(Entries drawn from a collection)
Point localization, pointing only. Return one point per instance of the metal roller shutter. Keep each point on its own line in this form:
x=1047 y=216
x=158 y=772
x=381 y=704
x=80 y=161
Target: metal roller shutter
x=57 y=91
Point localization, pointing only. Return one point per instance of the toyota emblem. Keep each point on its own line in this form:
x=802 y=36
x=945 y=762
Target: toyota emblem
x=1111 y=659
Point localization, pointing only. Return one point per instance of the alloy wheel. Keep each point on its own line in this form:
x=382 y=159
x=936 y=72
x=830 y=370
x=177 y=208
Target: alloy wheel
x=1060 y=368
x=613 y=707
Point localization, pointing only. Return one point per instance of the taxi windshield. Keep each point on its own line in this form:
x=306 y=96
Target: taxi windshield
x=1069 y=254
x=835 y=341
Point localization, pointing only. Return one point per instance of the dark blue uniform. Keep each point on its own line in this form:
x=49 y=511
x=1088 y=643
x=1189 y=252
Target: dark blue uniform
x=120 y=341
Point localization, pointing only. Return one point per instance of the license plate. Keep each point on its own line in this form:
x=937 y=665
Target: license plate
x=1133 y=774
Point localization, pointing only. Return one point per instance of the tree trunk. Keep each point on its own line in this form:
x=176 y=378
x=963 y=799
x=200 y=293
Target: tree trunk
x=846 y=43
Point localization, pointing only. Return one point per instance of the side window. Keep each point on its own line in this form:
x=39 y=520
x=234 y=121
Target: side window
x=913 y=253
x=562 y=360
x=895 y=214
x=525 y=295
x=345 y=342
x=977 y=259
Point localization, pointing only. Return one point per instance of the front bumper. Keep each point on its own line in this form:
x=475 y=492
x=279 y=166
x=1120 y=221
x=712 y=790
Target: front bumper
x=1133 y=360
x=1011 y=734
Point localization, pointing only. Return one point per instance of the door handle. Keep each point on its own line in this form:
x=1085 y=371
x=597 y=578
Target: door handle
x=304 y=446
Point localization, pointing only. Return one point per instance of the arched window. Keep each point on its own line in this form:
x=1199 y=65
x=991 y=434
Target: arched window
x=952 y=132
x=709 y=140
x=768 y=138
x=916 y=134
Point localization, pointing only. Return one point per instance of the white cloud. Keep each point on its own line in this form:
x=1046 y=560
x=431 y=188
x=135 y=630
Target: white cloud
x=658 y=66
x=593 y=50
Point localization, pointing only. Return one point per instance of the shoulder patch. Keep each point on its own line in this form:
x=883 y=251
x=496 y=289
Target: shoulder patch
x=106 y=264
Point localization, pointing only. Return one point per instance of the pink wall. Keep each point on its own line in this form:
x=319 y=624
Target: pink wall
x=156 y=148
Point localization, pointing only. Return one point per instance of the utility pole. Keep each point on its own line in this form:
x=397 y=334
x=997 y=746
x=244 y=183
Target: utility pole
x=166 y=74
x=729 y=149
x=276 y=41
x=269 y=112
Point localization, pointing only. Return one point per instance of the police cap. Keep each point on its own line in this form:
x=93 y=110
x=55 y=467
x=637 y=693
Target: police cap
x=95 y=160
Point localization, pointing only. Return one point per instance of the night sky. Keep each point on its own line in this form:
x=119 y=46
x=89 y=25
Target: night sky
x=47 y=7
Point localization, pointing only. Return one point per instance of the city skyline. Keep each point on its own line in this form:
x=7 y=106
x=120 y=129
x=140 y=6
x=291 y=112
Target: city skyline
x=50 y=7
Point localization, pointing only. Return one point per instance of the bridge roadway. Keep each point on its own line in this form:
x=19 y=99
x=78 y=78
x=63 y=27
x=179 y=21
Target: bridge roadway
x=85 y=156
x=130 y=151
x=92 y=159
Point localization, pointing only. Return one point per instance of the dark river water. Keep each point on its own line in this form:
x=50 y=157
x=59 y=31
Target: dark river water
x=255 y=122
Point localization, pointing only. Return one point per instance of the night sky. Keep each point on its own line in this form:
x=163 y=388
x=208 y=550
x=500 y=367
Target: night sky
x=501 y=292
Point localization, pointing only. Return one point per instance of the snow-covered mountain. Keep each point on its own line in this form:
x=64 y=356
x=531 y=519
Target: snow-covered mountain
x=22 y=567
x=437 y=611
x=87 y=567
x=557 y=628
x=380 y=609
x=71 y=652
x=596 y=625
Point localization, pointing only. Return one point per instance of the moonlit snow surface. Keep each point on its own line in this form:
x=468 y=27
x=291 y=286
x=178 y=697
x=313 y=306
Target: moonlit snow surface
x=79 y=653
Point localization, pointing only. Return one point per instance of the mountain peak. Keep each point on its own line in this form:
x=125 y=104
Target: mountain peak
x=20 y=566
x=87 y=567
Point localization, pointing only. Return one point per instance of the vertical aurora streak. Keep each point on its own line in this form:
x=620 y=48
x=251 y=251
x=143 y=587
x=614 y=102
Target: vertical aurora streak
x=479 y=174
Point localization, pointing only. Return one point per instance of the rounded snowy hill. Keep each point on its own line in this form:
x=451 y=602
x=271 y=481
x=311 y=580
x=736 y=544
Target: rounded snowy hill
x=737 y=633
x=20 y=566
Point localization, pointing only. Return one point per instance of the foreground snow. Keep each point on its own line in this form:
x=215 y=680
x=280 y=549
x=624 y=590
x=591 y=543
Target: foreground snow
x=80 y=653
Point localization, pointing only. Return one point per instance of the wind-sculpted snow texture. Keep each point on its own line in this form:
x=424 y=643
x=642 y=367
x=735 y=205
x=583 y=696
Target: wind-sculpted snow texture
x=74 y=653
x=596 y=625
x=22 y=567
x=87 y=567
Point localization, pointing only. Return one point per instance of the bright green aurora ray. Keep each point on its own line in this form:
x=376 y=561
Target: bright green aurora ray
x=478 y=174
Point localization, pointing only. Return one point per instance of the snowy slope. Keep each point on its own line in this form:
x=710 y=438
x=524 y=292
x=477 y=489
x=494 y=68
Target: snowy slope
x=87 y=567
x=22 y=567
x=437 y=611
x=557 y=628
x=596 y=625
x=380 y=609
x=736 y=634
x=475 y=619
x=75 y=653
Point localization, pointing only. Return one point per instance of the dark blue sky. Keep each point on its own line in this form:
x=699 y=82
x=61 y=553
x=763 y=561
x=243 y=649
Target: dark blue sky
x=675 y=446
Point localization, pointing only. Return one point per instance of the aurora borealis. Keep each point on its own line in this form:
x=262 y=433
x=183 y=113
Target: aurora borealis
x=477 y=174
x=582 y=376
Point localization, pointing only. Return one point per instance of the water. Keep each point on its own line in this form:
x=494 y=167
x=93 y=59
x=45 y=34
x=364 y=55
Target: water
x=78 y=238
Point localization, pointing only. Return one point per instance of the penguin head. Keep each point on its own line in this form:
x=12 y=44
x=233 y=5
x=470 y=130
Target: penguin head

● **GOAL**
Arrange all of the records above as a numbered list, one line per number, with blank lines omitted.

● **SOLUTION FOR THIS EXERCISE**
1. Point localization, pointing only. Return one point per instance of the metal roller shutter. Keep each point on its own line in this form:
2. x=1047 y=216
3. x=158 y=772
4. x=381 y=704
5. x=80 y=161
6. Target: metal roller shutter
7. x=57 y=91
8. Point localization, pointing only. Return one point per instance of the toyota emblem. Keep each point on its own line in this form:
9. x=802 y=36
10. x=945 y=762
11. Target: toyota emblem
12. x=1111 y=659
13. Point localization, pointing only. Return one point per instance of the alloy wheel. Keep each point on its own line in this form:
14. x=382 y=159
15. x=936 y=72
16. x=830 y=370
17. x=177 y=208
18. Target: alloy wheel
19. x=1060 y=368
20. x=613 y=707
21. Point localization, pointing only. Return one point per instance of the taxi windshield. Keep each point on its own line in this form:
22. x=306 y=96
23. Target: taxi windshield
24. x=1069 y=254
25. x=835 y=341
26. Point localization, pointing only. Return one point per instance of the dark blue uniform. Keep each point on its own line in this form:
27. x=49 y=511
28. x=1088 y=643
29. x=1189 y=252
30. Target: dark blue uniform
31. x=120 y=341
32. Point localization, pointing only. Return one point per instance of the license plate. Keep each point on its own line in this form:
33. x=937 y=665
34. Target: license plate
35. x=1133 y=774
36. Point localization, pointing only. Return one point per instance of the tree trunk. Keep each point on its own line in this form:
37. x=176 y=378
38. x=963 y=799
39. x=200 y=293
40. Target: tree trunk
41. x=846 y=43
42. Point localization, pointing only. Return one point per instance of the side window. Keep each point on its own line in this form:
43. x=39 y=520
44. x=234 y=121
45. Target: side window
46. x=913 y=253
47. x=562 y=360
48. x=895 y=214
49. x=525 y=295
50. x=345 y=342
51. x=977 y=259
52. Point localization, pointing only. Return one point per instance of the front bumper. Keep each point on its own line in this form:
53. x=475 y=492
54. x=279 y=166
55. x=1120 y=221
56. x=712 y=790
57. Target: front bumper
58. x=1133 y=360
59. x=1011 y=734
60. Point localization, pointing only. Return one point per instance of the door handle. Keep each point on its own line in this form:
61. x=1085 y=371
62. x=597 y=578
63. Target: door handle
64. x=304 y=446
65. Point localization, pointing only. Return one point per instance of the arched window. Keep each point on its own line in this form:
66. x=1199 y=65
67. x=991 y=434
68. Target: arched window
69. x=952 y=132
70. x=709 y=140
71. x=768 y=138
72. x=916 y=134
73. Point localization, pointing only. Return one point per instance of the white cloud. Keep each point on its own line in this form:
74. x=1046 y=560
75. x=431 y=188
76. x=135 y=630
77. Target: white cloud
78. x=658 y=66
79. x=593 y=50
80. Point localization, pointing only. Return one point per instance of the shoulder patch. Keep each point on its own line in this form:
81. x=883 y=251
82. x=496 y=289
83. Target: shoulder patch
84. x=106 y=264
85. Point localization, pointing only. Return one point per instance of the pink wall. Keep each point on its own line in this form:
86. x=319 y=624
87. Target: pink wall
88. x=156 y=148
89. Point localization, pointing only. Return one point per instance of the utility pole. Keep each point on its own line in this form:
90. x=397 y=334
91. x=997 y=746
92. x=244 y=183
93. Target: utility pole
94. x=166 y=74
95. x=729 y=149
96. x=276 y=41
97. x=269 y=112
98. Point localization, pointing only. Return one point per instance of the police cap. Keep each point on its own line in this form:
99. x=93 y=110
100. x=55 y=467
101. x=637 y=693
102. Target: police cap
103. x=95 y=160
104. Point localization, pointing only. Return one point per instance of the night sky. Keep each point on its own line in this form:
105. x=119 y=46
106. x=89 y=25
107. Target: night sky
108. x=47 y=7
109. Point localization, pointing only. Return one point per instance of the city skyline. Keep each point on its own line in this form:
110. x=7 y=106
111. x=120 y=129
112. x=140 y=6
113. x=291 y=112
114. Target: city skyline
115. x=50 y=7
116. Point localization, pointing only. Return one point per instance of the bridge roadway. Keep each point on its own line in this form:
117. x=19 y=99
118. x=78 y=78
119. x=63 y=27
120. x=179 y=21
121. Target: bridge roadway
122. x=85 y=156
123. x=130 y=151
124. x=92 y=159
125. Point localization, pointing only. Return one point per instance of the dark river water. Keep each point on its own line in this form:
126. x=50 y=157
127. x=59 y=31
128. Target: dark river water
129. x=255 y=122
130. Point localization, pointing only. Return one point per instance of the night sky. Keep each point on its own line in this form:
131. x=163 y=388
132. x=208 y=550
133. x=500 y=367
134. Target: night sky
135. x=501 y=292
136. Point localization, pointing only. Return one point per instance of the snow-covered mountain. Keep each point on its own line in this form:
137. x=64 y=356
138. x=531 y=519
139. Target: snow-covered mountain
140. x=22 y=567
141. x=437 y=611
142. x=87 y=567
143. x=557 y=628
144. x=380 y=609
145. x=71 y=652
146. x=596 y=625
147. Point localization, pointing only. Return one point per instance of the moonlit snow surface. Keep each point on its own line in this form:
148. x=468 y=27
149. x=291 y=286
150. x=178 y=697
151. x=313 y=306
152. Target: moonlit snow surface
153. x=79 y=653
154. Point localization, pointing only. Return one point per instance of the mountain peak. Keep each point on its own line in this form:
155. x=125 y=104
156. Target: mountain peak
157. x=20 y=566
158. x=87 y=567
159. Point localization, pointing only. Return one point per instance of the vertical aurora streak. Keep each point on its own line in this form:
160. x=620 y=48
161. x=251 y=251
162. x=143 y=587
163. x=614 y=102
164. Target: vertical aurora streak
165. x=479 y=174
166. Point localization, pointing only. Return one point per instance of the rounded snowy hill. Keep each point on its own line in this form:
167. x=451 y=602
168. x=271 y=481
169. x=311 y=580
170. x=736 y=544
171. Target: rounded snowy hill
172. x=737 y=633
173. x=20 y=566
174. Point localization, pointing only. Return one point per instance of the foreground snow. Keep each point on its own line in this form:
175. x=215 y=680
176. x=280 y=549
177. x=624 y=590
178. x=591 y=543
179. Target: foreground snow
180. x=80 y=653
181. Point localization, pointing only. Return one point per instance of the wind-sculpted snow texture. Keep each point on its own line in this form:
182. x=424 y=643
183. x=642 y=367
184. x=735 y=205
185. x=583 y=696
186. Target: wind-sculpted snow texture
187. x=74 y=653
188. x=596 y=625
189. x=22 y=567
190. x=87 y=567
191. Point localization, pointing only. Return one point per instance of the bright green aurora ray. Keep each point on its own line in this form:
192. x=376 y=561
193. Target: bright green aurora ray
194. x=478 y=174
195. Point localization, pointing only. Return one point per instance of the snowy slope. Keep each point on its own line in this form:
196. x=710 y=438
197. x=524 y=292
198. x=477 y=489
199. x=494 y=68
200. Target: snowy slope
201. x=87 y=567
202. x=22 y=567
203. x=437 y=611
204. x=557 y=628
205. x=596 y=625
206. x=380 y=609
207. x=736 y=634
208. x=475 y=619
209. x=75 y=653
210. Point localization, pointing only. Return one point per instance of the dark blue sky. Keep each point on its own line in this form:
211. x=699 y=82
212. x=61 y=553
213. x=763 y=561
214. x=243 y=649
215. Target: dark blue sky
216. x=675 y=446
217. Point localization, pointing only. Return one point per instance of the aurora borealis. Keep each point on its own line in this form:
218. x=262 y=433
219. x=183 y=113
220. Target: aurora borealis
221. x=477 y=174
222. x=582 y=376
223. Point localization, pointing only. Return one point per instance of the water. Keep each point on its own line in this form:
224. x=494 y=167
225. x=93 y=59
226. x=45 y=34
227. x=364 y=55
228. Target: water
229. x=78 y=238
230. Point localization, pointing only. Return one point per instance of the penguin head. Keep each point on its own line in this form:
231. x=12 y=44
232. x=233 y=5
233. x=470 y=130
234. Target: penguin head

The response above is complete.